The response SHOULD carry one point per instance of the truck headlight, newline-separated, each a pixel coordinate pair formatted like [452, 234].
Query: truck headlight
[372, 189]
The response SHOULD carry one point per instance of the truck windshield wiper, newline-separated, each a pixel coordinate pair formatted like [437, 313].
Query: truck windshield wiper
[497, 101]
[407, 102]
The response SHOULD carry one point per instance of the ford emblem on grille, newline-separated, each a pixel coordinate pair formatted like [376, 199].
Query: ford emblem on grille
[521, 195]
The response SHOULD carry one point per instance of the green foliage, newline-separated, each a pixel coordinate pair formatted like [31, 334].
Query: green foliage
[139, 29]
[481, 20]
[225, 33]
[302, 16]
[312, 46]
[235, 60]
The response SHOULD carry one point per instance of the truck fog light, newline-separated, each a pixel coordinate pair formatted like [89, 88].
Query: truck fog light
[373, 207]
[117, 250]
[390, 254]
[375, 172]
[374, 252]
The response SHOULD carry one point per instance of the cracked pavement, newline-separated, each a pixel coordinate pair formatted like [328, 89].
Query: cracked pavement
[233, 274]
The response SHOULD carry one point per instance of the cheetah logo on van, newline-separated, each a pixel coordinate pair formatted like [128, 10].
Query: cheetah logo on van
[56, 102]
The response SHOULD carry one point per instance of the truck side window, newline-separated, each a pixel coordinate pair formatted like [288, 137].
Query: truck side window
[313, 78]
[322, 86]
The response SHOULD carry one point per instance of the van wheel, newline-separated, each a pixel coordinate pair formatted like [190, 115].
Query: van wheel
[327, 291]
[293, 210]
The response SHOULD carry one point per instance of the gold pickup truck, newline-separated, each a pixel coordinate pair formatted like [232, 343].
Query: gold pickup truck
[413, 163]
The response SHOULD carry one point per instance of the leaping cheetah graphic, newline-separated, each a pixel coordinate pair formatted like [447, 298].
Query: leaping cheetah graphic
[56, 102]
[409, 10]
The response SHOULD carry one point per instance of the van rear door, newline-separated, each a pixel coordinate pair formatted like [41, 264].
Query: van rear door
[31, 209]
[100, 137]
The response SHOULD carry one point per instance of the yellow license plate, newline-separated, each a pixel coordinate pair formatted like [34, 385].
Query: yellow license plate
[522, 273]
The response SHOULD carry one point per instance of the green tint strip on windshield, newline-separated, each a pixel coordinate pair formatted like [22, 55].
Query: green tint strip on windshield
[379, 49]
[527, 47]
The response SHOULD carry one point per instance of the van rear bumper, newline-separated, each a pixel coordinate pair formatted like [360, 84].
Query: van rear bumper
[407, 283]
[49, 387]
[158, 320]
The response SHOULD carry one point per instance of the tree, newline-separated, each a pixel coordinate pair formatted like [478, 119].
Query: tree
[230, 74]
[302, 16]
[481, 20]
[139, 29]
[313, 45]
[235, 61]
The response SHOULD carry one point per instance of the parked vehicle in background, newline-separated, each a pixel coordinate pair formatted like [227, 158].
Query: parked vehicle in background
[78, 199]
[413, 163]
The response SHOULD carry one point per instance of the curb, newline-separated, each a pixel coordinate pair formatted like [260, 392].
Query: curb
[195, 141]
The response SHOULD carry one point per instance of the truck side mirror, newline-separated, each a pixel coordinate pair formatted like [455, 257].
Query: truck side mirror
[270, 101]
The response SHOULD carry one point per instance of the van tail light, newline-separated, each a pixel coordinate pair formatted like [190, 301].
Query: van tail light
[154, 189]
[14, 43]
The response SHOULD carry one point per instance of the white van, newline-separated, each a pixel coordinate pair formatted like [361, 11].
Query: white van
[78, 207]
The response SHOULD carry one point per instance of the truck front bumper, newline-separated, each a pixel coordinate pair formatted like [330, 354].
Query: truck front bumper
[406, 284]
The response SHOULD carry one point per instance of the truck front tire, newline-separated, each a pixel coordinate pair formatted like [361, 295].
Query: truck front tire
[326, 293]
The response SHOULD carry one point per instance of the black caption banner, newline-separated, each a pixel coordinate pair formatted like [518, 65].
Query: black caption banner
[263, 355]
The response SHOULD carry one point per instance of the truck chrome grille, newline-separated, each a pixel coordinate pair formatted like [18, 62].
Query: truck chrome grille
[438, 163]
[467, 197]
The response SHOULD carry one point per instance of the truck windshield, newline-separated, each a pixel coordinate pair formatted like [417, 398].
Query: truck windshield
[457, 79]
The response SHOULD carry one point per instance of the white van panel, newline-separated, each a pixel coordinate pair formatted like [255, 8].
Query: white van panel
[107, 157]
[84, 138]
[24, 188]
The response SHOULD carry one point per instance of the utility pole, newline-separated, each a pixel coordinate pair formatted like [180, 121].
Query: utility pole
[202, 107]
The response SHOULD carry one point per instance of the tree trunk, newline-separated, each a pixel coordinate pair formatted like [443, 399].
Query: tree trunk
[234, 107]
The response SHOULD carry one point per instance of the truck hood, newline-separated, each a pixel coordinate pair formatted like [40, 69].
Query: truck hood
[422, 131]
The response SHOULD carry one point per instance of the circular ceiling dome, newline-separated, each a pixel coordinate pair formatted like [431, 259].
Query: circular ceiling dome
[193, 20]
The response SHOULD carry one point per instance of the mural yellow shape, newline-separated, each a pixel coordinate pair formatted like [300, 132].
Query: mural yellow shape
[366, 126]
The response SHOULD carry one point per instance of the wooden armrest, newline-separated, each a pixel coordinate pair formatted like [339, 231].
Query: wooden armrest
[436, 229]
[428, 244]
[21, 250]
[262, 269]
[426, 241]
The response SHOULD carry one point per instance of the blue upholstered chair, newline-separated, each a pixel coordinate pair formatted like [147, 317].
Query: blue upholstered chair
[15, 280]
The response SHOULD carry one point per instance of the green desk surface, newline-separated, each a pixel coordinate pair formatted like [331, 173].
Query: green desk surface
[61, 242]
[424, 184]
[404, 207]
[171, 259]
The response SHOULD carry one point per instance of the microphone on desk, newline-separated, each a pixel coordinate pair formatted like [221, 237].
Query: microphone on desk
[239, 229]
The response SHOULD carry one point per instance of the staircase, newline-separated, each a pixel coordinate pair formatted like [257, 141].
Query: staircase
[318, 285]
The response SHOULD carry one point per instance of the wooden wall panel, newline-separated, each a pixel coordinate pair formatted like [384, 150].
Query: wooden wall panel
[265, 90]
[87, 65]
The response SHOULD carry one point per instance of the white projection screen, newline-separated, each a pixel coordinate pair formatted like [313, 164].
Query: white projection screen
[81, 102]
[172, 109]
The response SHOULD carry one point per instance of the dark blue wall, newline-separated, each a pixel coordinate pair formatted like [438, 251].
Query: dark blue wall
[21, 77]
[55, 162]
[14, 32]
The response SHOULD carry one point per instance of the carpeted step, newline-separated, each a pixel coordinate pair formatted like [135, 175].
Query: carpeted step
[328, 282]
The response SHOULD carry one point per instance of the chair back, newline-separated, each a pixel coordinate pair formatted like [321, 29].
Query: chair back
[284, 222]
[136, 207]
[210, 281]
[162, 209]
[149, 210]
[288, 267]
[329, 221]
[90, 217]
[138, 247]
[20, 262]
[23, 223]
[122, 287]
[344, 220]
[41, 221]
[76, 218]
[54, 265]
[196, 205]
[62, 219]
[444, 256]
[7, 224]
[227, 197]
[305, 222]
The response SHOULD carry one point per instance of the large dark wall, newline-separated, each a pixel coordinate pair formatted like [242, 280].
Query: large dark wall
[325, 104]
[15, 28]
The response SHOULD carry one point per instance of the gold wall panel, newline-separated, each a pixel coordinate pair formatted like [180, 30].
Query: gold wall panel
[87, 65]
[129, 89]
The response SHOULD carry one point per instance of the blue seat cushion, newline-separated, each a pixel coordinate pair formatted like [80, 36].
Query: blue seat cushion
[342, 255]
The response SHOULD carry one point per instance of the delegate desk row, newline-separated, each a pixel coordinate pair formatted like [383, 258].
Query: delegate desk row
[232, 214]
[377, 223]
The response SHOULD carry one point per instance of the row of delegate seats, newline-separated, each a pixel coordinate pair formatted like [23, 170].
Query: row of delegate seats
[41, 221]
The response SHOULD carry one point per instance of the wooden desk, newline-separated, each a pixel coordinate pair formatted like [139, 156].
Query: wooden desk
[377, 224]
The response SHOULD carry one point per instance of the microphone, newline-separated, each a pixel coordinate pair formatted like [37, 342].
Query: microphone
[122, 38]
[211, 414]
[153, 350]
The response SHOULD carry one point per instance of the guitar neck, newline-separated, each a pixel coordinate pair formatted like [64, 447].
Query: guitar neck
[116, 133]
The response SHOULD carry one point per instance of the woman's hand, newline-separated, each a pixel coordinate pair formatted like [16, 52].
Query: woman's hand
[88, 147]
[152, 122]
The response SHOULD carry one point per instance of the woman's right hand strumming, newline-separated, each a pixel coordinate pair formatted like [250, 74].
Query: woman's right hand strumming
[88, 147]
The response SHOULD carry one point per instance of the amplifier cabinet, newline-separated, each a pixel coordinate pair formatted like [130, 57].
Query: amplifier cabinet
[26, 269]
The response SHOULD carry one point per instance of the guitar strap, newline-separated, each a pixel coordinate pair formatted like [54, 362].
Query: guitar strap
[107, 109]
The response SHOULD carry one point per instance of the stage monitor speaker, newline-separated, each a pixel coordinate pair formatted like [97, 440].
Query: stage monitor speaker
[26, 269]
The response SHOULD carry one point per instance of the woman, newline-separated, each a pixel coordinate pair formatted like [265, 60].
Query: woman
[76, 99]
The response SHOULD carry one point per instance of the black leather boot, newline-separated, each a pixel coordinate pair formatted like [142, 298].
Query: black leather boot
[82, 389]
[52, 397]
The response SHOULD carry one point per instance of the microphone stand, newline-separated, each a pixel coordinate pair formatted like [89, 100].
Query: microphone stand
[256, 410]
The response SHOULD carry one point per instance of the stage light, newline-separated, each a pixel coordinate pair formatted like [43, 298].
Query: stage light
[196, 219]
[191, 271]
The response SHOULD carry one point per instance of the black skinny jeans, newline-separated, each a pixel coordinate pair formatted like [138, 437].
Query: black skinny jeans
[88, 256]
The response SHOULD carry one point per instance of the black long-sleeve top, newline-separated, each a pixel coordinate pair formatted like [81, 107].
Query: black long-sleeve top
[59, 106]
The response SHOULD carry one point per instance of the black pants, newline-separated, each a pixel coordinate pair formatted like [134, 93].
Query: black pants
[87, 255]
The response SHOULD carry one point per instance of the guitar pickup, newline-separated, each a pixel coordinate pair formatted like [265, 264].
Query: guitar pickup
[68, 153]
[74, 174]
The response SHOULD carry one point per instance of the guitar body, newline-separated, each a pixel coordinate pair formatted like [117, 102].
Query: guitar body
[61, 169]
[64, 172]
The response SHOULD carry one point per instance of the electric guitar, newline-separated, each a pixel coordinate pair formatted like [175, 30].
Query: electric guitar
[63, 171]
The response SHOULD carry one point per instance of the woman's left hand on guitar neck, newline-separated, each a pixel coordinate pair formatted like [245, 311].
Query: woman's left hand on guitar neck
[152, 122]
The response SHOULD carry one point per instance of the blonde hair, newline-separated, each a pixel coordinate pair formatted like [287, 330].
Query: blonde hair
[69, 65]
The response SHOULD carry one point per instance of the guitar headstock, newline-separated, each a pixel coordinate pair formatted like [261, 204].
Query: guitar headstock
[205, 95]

**Task goal**
Among the entries above, copy exactly only the lines starting with the one containing "Query: microphone on desk" and going through the one containing "The response SHOULD carry one point per instance of the chair", both ends included.

**Answer to the problem**
Query: microphone on desk
[239, 229]
The response SHOULD carry one point per instance of the staircase, newline-separated, each a pixel coordinate pair formatted like [257, 141].
Query: staircase
[318, 285]
The response SHOULD carry one point per instance of the wooden wall panel, newline-separated, each a pixel coordinate pair formatted like [384, 150].
Query: wooden wall panel
[265, 90]
[87, 65]
The response SHOULD carry one point per instance of the white projection screen, newline-separated, each a pixel coordinate pair formatted like [313, 164].
Query: white projection screen
[81, 102]
[172, 109]
The response SHOULD carry one point per instance of the dark blue wall, newline-separated, each a pixel coordinate pair formatted like [438, 251].
Query: dark blue wall
[21, 77]
[55, 162]
[14, 32]
The response SHOULD carry one point per instance of the carpeted step, newline-separated, each a pixel coordinate pair formatted like [135, 175].
Query: carpeted step
[328, 282]
The response SHOULD carry one point per instance of the chair back, newline-separated, each a pixel coordinate pair formatted like [321, 29].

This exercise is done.